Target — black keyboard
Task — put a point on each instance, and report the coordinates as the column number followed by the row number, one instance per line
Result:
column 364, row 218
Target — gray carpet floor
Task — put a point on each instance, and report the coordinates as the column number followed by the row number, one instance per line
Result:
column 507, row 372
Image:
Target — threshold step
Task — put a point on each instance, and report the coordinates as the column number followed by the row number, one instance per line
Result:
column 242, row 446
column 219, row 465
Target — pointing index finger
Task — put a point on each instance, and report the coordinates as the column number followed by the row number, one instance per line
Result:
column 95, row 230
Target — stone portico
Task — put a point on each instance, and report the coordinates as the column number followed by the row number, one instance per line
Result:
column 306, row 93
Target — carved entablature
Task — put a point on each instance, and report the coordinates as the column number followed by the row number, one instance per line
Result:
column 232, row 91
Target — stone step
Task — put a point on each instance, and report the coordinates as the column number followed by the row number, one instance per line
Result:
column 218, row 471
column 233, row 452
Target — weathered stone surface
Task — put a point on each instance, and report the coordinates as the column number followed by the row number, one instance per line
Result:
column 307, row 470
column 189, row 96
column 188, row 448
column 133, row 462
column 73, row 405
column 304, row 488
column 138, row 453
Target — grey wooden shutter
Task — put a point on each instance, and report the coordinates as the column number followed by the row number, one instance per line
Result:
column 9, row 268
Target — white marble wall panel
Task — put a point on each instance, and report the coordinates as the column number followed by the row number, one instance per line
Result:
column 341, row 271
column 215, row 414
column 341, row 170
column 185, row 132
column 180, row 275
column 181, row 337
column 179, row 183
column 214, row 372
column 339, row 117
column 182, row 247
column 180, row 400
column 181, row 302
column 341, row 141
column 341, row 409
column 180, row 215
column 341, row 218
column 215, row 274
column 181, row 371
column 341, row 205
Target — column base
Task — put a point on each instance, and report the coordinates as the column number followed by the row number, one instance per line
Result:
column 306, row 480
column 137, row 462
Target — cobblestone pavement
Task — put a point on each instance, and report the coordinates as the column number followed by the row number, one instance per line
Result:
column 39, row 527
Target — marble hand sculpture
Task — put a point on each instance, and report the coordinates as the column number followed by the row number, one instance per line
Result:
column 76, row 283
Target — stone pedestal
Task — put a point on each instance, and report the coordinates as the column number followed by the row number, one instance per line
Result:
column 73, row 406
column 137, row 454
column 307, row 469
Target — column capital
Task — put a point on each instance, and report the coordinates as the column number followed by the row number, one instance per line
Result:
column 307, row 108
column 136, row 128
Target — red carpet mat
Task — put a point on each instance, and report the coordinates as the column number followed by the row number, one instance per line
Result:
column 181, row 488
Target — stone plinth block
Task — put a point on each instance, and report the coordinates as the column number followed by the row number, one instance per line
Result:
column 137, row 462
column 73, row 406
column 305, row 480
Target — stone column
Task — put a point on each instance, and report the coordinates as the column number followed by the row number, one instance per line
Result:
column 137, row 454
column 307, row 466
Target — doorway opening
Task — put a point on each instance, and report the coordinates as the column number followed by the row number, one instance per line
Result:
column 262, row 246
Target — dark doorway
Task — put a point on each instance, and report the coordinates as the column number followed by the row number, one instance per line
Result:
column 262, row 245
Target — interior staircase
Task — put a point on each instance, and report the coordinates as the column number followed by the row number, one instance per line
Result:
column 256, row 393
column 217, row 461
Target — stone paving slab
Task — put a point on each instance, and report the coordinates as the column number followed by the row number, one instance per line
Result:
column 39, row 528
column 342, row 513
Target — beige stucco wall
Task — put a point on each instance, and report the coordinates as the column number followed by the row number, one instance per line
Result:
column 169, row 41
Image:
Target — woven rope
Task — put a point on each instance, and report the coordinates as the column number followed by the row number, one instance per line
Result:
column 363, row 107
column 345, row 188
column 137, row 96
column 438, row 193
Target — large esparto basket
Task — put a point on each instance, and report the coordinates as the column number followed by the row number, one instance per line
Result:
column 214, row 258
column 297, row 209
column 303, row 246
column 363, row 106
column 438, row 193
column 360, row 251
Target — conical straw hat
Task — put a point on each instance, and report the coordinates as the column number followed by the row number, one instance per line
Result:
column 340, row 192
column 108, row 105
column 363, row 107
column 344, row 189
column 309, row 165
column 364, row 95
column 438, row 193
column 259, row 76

★ ★ ★ ★ ★

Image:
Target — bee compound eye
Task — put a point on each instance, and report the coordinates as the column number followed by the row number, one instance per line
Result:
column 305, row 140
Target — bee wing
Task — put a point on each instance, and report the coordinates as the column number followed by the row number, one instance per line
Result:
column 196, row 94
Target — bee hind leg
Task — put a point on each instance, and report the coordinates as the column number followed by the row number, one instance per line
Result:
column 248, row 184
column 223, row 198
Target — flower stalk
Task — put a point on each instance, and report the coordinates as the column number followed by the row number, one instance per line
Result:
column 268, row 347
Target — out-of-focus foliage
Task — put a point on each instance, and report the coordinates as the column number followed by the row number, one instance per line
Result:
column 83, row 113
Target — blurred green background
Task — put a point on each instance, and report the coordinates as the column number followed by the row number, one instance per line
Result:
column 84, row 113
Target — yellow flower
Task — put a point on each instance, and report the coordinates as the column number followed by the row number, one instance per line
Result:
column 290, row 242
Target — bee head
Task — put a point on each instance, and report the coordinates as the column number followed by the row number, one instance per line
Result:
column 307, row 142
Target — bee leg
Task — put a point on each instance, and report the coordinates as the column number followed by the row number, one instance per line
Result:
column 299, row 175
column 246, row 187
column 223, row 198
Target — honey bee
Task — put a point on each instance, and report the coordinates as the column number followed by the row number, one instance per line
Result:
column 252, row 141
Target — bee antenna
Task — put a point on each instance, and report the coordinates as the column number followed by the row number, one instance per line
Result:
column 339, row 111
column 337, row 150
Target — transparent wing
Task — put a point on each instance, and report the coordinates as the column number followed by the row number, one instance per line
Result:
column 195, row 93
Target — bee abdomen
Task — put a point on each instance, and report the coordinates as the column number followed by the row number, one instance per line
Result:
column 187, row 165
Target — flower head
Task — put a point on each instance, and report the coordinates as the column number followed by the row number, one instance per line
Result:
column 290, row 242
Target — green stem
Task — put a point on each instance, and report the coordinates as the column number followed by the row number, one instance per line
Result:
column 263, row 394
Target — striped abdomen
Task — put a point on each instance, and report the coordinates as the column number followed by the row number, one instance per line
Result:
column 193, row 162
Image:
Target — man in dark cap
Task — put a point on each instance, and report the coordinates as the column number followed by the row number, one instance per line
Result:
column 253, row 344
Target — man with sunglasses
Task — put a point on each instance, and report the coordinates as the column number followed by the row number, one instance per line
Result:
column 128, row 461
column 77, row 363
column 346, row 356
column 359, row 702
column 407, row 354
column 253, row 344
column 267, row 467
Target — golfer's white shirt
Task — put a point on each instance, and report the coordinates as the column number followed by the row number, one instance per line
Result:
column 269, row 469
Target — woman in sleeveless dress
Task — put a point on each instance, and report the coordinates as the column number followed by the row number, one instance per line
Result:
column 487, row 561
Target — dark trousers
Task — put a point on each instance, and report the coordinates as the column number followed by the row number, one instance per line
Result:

★ ★ ★ ★ ★

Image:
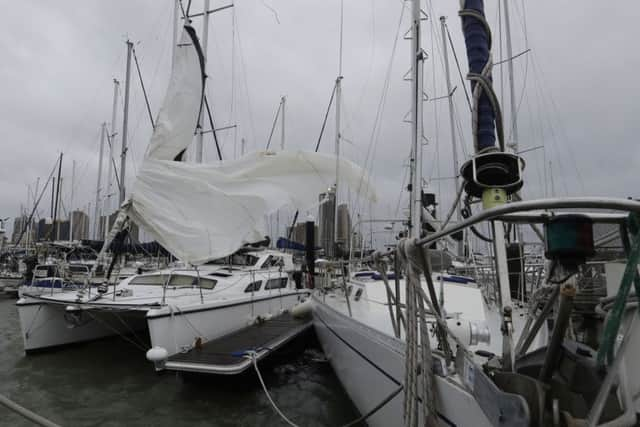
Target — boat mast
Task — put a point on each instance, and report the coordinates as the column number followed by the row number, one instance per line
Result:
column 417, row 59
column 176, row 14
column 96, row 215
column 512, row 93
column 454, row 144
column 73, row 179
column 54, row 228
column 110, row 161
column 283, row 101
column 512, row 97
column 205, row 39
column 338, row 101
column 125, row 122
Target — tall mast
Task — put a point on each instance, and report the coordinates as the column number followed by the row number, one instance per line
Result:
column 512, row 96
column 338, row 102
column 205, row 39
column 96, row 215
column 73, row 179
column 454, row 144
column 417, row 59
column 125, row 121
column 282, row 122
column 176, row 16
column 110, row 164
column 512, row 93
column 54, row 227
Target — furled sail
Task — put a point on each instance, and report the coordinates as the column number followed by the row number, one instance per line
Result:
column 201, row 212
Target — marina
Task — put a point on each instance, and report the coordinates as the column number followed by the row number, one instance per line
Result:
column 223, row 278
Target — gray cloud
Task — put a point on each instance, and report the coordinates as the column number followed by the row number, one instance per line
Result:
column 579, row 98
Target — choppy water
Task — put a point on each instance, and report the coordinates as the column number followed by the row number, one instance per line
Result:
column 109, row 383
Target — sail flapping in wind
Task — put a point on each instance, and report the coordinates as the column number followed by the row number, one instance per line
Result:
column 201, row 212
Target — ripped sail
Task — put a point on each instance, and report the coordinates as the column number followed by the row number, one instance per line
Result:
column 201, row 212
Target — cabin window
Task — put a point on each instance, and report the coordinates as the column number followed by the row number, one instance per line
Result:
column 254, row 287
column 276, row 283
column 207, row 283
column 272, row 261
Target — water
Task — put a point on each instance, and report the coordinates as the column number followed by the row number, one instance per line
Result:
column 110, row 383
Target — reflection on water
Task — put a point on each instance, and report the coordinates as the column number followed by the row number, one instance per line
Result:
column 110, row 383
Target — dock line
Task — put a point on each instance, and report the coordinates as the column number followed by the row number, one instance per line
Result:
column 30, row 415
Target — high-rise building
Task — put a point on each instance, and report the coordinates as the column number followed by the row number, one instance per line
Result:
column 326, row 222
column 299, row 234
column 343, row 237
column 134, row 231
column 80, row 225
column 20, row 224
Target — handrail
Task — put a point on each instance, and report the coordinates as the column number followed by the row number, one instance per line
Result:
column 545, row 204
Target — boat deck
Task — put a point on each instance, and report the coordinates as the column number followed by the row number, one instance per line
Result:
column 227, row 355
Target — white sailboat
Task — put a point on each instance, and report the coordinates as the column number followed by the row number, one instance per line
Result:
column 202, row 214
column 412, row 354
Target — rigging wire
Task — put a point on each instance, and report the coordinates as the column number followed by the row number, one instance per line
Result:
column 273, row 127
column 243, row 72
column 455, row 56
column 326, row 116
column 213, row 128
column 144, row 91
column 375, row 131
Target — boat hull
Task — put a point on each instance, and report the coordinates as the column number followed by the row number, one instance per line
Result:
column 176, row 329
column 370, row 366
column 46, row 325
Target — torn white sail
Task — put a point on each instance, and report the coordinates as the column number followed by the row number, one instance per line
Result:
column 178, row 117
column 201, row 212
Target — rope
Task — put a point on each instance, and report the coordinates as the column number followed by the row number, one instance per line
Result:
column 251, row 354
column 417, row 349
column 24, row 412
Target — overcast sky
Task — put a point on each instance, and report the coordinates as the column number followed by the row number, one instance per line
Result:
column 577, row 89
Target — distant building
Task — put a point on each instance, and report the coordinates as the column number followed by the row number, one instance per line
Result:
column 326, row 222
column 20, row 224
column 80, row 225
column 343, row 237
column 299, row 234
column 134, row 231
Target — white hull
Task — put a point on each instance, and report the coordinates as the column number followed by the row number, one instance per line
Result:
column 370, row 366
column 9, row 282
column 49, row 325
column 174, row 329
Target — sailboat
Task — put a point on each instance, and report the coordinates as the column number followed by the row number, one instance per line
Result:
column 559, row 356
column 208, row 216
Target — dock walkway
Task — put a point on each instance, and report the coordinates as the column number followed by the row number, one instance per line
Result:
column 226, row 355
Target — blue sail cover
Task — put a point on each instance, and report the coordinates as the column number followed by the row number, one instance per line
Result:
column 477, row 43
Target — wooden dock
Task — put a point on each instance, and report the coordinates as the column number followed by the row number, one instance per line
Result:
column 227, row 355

★ ★ ★ ★ ★

## Work request
What lines of the listing above hold "wing"? Copy all of them.

## Response
Target — bee wing
Target — transparent wing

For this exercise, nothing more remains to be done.